## begin
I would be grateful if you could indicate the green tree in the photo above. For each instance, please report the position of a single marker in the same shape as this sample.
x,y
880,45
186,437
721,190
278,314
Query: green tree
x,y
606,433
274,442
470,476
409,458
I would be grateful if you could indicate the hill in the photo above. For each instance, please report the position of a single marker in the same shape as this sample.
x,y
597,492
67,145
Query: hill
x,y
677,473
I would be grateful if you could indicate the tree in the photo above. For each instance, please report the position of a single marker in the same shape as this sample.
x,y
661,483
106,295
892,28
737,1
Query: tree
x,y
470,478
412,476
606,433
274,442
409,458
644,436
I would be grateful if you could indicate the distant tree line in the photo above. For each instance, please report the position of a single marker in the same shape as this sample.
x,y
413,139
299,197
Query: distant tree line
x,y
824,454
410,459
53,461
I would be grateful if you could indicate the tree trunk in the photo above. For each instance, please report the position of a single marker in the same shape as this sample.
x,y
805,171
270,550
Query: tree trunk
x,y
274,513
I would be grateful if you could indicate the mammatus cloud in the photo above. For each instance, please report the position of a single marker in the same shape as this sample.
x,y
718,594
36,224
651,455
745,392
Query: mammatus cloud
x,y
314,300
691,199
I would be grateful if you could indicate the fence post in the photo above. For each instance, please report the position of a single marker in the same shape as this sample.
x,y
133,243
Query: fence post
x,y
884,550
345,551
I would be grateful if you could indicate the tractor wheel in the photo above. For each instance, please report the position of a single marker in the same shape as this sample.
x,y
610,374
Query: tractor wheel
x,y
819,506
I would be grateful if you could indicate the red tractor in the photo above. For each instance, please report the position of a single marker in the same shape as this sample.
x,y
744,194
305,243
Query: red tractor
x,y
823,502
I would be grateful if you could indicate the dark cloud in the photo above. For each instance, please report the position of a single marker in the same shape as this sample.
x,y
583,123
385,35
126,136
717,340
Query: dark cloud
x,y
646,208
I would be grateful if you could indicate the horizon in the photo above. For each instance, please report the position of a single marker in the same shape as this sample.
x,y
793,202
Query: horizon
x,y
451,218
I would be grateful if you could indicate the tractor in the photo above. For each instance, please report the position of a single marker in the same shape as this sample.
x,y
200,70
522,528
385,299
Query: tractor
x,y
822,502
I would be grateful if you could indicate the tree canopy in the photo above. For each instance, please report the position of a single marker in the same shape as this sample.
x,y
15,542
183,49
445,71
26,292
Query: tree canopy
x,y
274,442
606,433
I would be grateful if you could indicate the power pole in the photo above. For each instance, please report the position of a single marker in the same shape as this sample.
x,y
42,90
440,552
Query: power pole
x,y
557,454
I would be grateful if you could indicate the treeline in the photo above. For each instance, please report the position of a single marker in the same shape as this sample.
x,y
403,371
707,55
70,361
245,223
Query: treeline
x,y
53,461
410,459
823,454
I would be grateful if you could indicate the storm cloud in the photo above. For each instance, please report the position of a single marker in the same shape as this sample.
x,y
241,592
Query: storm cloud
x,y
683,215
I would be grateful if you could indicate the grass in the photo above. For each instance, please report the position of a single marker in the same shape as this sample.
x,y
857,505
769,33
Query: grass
## end
YOUR GOAL -
Duplicate every one of the records above, line for line, with no changes.

SOLUTION TO THIS EXERCISE -
I would be grateful if you could indicate the green tree in the photo above. For each instance, please report the position of a single marker in the same shape as this sample.
x,y
880,45
186,437
721,190
278,314
Query: green tree
x,y
606,433
274,442
470,476
409,458
I would be grateful if you could indicate the hill in the photo above. For each instance, please report the position of a single marker in the same shape as this sample.
x,y
597,492
67,145
Query: hill
x,y
677,473
I would be grateful if you could indicate the tree in the photo above. For each instance, please report the position of a single marker in the same shape as this sample.
x,y
661,483
106,295
892,28
737,1
Query: tree
x,y
470,478
412,476
606,433
274,442
409,458
644,436
I would be grateful if you could indicate the distant tree line in the photo above. For each instance, please report the position of a single marker in the same shape as this sample.
x,y
413,139
299,197
Query: distant tree line
x,y
824,454
410,459
53,461
I would be grateful if you could indicate the tree trunk in the photo above. For each instance, please report the position of a single marker in the same shape as this sample.
x,y
805,171
270,550
Query: tree trunk
x,y
274,513
I would be grateful if you could indicate the mammatus cloud in the photo above. For each instance, please report the position of a single marker in the same shape as this sample.
x,y
718,594
36,224
651,455
745,392
Query: mammatus cloud
x,y
314,300
691,199
I would be grateful if you could indicate the fence post in the photo above. For each instance, please report the position of a single marker in the same shape as this sample.
x,y
133,243
Query: fence post
x,y
884,550
345,551
I would be grateful if you could indicate the tractor wheel in the photo above. For each instance, please report the position of a single marker in the same shape as this sample.
x,y
610,374
Query: tractor wheel
x,y
819,506
I would be grateful if you could indicate the red tractor in the photo above. For each instance, please report the position of a single marker in the same shape as this sample.
x,y
744,194
305,243
Query: red tractor
x,y
823,502
I would be grateful if you could indicate the dark cloud in the photo above. For each instance, please report the position of a single marker in the same shape as this sample.
x,y
583,123
385,35
126,136
717,340
Query: dark cloud
x,y
646,208
I would be grateful if you could indicate the horizon in the photo above. For each instance, please report the position of a single marker in the same shape as this sample.
x,y
793,202
Query: horizon
x,y
451,218
I would be grateful if you could indicate the tractor in the photo above. For each instance, please report the position of a single marker in the same shape as this sample.
x,y
200,70
522,528
385,299
Query: tractor
x,y
822,502
I would be grateful if you could indicate the tree canopy in the photo above. For each instance, please report the position of a single marker in the same shape as this sample.
x,y
15,542
183,49
445,71
26,292
Query: tree canopy
x,y
274,442
606,433
I would be grateful if you could indicate the power pole in the photo above. For each instance, please report the position of a single marker in the same shape as this sample.
x,y
42,90
440,552
Query: power pole
x,y
557,454
I would be grateful if you could indicate the treeline in the photo above. For each instance, please report the position of a single marker in the same shape as this sample.
x,y
403,371
707,55
70,361
245,223
Query: treeline
x,y
53,461
410,459
823,454
I would be grateful if you could indicate the storm cloud in the photo above. For each instance, please report the position of a single marker in the same shape as this sample.
x,y
241,592
Query: storm cloud
x,y
683,215
I would be grateful if you could indicate the grass in the photo above. For each instance, please report the position of a single marker in the same shape as this sample.
x,y
857,505
769,33
Query: grass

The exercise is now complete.